(Text block)
============

Dr. Katinka: Welcome back to our podcast. I promised you that we are going to delve in and look at practical aspects of chronic pain and also things that may be missed medically. And I really want to delve into that.

[00:01:24] I want to give you guys valuable information. Today, I have Dr. Hannelie van der Merwe as a guest. I’m so excited to have her on. She happens to be my sister, and she fulfills a very important role in our practice. While she prefers to be buried in a lab or blood work and studying and having consults with patients, I drag her out of her lab every now and then to share her knowledge with you guys. So welcome, Dr. Hannelie.

[00:01:54] Dr. Hannelie: Thanks for having me on today.

[00:01:57] Dr. Katinka: Thank you for doing this. When we bring a patient in, we look at the whole body and we do blood work and lab tests, and we delve into those numbers. When you see so many people that have the same type of pain over time, you start looking for commonalities. And that gives us clues as to what could be at the bottom of the pain. When you go to most allopathic doctors, they look at symptoms. They look at ways to numb the pain, interrupt the pain. Basically, it’s like a fire alarm and you’re putting a wet blanket over it because you don’t like the sound of that alarm. But the thing is, pain serves a function. Your body is crying out for help. It is trying to communicate to you that there is a bigger problem.

[00:02:47] Dr. Katinka: And so, it’s very important that you peel the layers, and you get down to the bottom of how things went wrong. And normally it’s not just one thing. You know, there are many, many ways that our bodies get offline, so to speak, and things start going wrong. And pain is just at the very end of that process where your body is trying to alert you that things are not good inside of you. So, our job is not just to be doctors, but to be detectives. You know, I’ve said before, and I say this all the time, it’s not the eight out of 10 people that motivate you, but it’s the two out of 10 patients that you cannot help. And so, we are constantly looking for ways to help everybody. Why do we get stuck with a specific patient? Why is that patient not responding? And so, we’ve learned that when a patient goes through care, we have certain clues to alert us that there is yet another problem and another doorway to open and examine and a puzzle to delve into. To that end, Dr. Hannelie, talk to me about the blood work that we typically perform.

============

Stored records
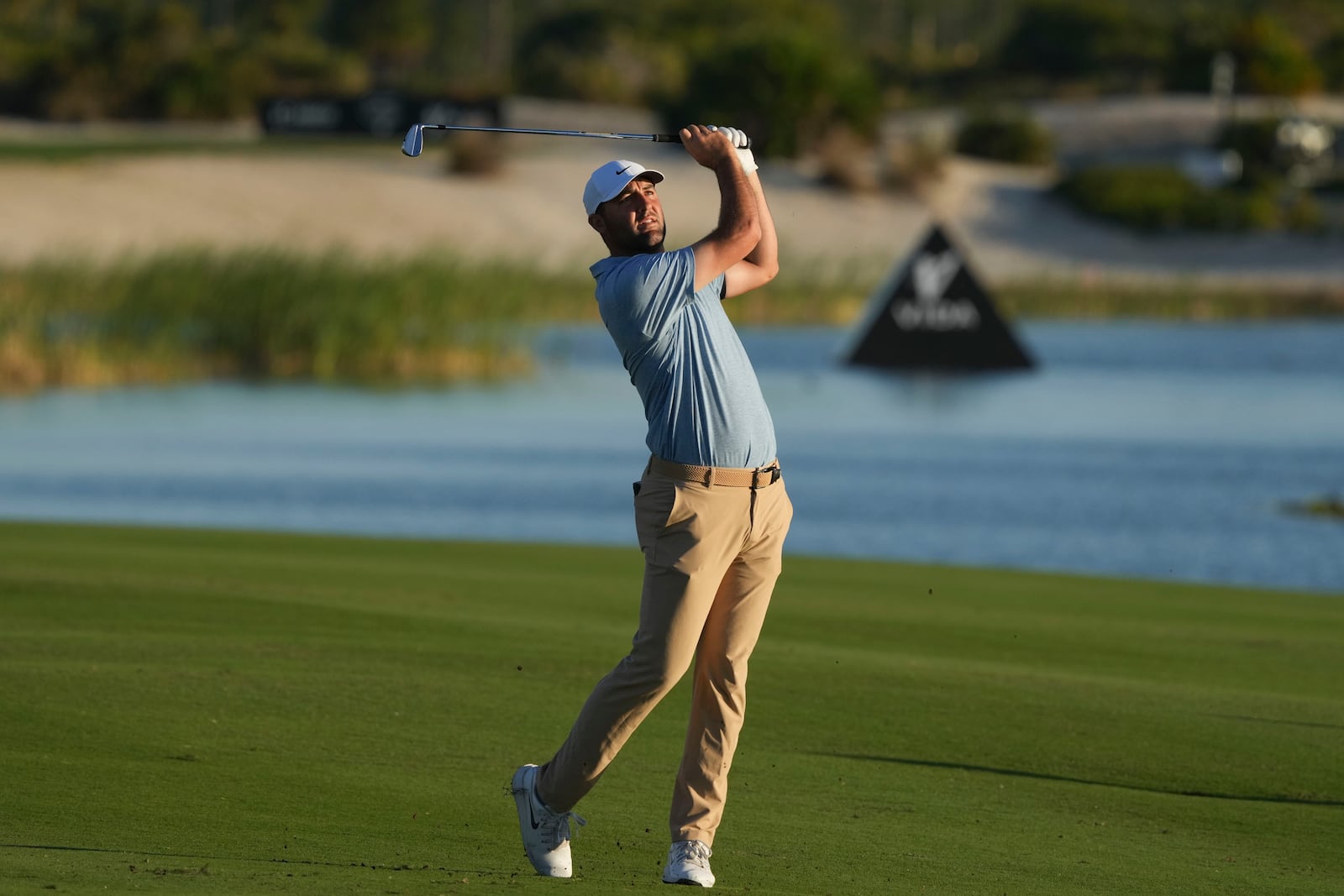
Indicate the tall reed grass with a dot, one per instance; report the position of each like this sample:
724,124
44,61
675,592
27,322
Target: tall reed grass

============

(Instructions to follow) Write out the whole podcast transcript on chronic pain exactly as it appears, word for word. The stored records stand apart from the text and are kept as separate material.

(Answer to this problem)
Dr. Katinka: Welcome back to our podcast. I promised you that we are going to delve in and look at practical aspects of chronic pain and also things that may be missed medically. And I really want to delve into that.

[00:01:24] I want to give you guys valuable information. Today, I have Dr. Hannelie van der Merwe as a guest. I’m so excited to have her on. She happens to be my sister, and she fulfills a very important role in our practice. While she prefers to be buried in a lab or blood work and studying and having consults with patients, I drag her out of her lab every now and then to share her knowledge with you guys. So welcome, Dr. Hannelie.

[00:01:54] Dr. Hannelie: Thanks for having me on today.

[00:01:57] Dr. Katinka: Thank you for doing this. When we bring a patient in, we look at the whole body and we do blood work and lab tests, and we delve into those numbers. When you see so many people that have the same type of pain over time, you start looking for commonalities. And that gives us clues as to what could be at the bottom of the pain. When you go to most allopathic doctors, they look at symptoms. They look at ways to numb the pain, interrupt the pain. Basically, it’s like a fire alarm and you’re putting a wet blanket over it because you don’t like the sound of that alarm. But the thing is, pain serves a function. Your body is crying out for help. It is trying to communicate to you that there is a bigger problem.

[00:02:47] Dr. Katinka: And so, it’s very important that you peel the layers, and you get down to the bottom of how things went wrong. And normally it’s not just one thing. You know, there are many, many ways that our bodies get offline, so to speak, and things start going wrong. And pain is just at the very end of that process where your body is trying to alert you that things are not good inside of you. So, our job is not just to be doctors, but to be detectives. You know, I’ve said before, and I say this all the time, it’s not the eight out of 10 people that motivate you, but it’s the two out of 10 patients that you cannot help. And so, we are constantly looking for ways to help everybody. Why do we get stuck with a specific patient? Why is that patient not responding? And so, we’ve learned that when a patient goes through care, we have certain clues to alert us that there is yet another problem and another doorway to open and examine and a puzzle to delve into. To that end, Dr. Hannelie, talk to me about the blood work that we typically perform.